> **THE EXERCISE**
Count the lines in the listing below that contain the word "house", and reply with the number only.

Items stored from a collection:
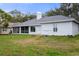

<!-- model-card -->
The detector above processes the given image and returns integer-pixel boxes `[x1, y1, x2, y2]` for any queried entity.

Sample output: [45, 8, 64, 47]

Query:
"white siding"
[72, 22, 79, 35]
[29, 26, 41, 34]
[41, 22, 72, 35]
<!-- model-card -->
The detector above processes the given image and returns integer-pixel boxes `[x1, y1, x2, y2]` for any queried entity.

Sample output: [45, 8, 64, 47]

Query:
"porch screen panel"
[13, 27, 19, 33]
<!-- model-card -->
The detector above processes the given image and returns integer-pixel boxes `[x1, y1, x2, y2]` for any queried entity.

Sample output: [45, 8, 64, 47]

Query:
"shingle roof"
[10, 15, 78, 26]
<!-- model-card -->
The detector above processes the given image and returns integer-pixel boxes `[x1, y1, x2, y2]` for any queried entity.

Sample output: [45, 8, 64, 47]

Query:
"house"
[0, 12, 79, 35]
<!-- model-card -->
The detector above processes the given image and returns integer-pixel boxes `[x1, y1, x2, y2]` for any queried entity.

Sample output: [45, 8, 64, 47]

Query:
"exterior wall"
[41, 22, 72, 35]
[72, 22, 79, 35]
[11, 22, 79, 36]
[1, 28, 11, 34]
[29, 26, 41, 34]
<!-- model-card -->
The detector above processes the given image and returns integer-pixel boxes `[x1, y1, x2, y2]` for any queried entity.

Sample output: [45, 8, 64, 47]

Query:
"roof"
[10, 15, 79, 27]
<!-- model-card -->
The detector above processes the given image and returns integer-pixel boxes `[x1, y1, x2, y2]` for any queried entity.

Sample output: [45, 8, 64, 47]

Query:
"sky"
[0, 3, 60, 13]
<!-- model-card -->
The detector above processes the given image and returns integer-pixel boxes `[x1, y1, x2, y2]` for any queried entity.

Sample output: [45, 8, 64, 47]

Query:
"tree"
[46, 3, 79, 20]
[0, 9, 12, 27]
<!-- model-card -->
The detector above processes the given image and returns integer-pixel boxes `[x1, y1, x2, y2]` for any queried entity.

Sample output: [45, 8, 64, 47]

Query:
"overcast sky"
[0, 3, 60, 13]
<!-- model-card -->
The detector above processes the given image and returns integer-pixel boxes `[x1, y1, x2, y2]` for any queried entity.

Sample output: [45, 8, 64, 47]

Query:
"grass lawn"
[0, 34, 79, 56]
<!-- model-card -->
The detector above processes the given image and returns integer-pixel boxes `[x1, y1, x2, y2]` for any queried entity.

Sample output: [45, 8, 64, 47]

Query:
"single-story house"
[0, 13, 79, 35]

* * *

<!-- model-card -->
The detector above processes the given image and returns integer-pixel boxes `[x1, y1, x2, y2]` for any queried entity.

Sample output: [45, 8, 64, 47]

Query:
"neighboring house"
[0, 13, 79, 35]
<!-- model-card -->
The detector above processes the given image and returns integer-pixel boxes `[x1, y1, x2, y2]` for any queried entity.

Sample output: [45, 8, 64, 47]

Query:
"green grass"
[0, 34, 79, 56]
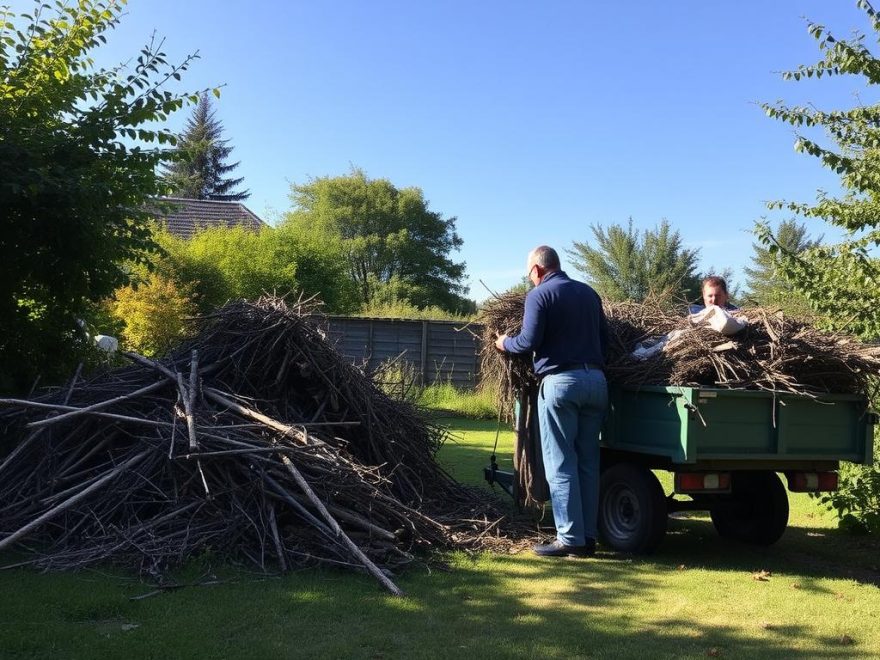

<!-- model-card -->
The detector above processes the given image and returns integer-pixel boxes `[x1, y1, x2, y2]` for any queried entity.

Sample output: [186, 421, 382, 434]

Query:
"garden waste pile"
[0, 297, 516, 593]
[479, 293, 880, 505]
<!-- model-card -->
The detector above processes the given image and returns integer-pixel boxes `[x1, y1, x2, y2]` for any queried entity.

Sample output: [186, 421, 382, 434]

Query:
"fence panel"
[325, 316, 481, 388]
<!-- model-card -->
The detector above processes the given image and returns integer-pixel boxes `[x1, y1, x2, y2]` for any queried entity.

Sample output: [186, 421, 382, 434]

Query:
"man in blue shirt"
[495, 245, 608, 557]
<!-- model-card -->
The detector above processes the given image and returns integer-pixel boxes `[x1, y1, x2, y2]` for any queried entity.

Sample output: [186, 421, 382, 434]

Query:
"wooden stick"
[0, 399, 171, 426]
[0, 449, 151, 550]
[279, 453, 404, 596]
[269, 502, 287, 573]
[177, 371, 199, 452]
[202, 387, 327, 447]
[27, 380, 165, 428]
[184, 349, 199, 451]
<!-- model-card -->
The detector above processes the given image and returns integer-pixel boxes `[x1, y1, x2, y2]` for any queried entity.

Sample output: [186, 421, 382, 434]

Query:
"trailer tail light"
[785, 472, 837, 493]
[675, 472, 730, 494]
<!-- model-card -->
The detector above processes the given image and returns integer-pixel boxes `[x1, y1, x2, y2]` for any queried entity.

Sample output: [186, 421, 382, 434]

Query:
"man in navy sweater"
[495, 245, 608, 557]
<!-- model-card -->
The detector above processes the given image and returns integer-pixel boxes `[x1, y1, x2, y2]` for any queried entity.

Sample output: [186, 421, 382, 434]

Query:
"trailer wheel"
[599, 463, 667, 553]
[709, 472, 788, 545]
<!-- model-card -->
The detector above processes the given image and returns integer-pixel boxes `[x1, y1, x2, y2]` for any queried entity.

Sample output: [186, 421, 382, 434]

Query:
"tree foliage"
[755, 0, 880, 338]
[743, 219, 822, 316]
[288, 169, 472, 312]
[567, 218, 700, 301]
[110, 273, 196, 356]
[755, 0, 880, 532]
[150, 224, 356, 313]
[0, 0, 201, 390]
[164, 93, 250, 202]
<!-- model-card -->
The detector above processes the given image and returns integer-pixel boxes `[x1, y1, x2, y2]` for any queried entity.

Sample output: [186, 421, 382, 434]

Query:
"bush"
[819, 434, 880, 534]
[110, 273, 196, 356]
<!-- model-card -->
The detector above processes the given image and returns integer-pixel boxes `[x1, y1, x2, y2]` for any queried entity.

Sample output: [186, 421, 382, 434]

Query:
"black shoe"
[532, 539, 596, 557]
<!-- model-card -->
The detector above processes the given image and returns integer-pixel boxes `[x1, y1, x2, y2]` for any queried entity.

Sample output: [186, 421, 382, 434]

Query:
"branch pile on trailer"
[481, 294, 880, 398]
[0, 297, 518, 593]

> **TASK RESPONSE**
3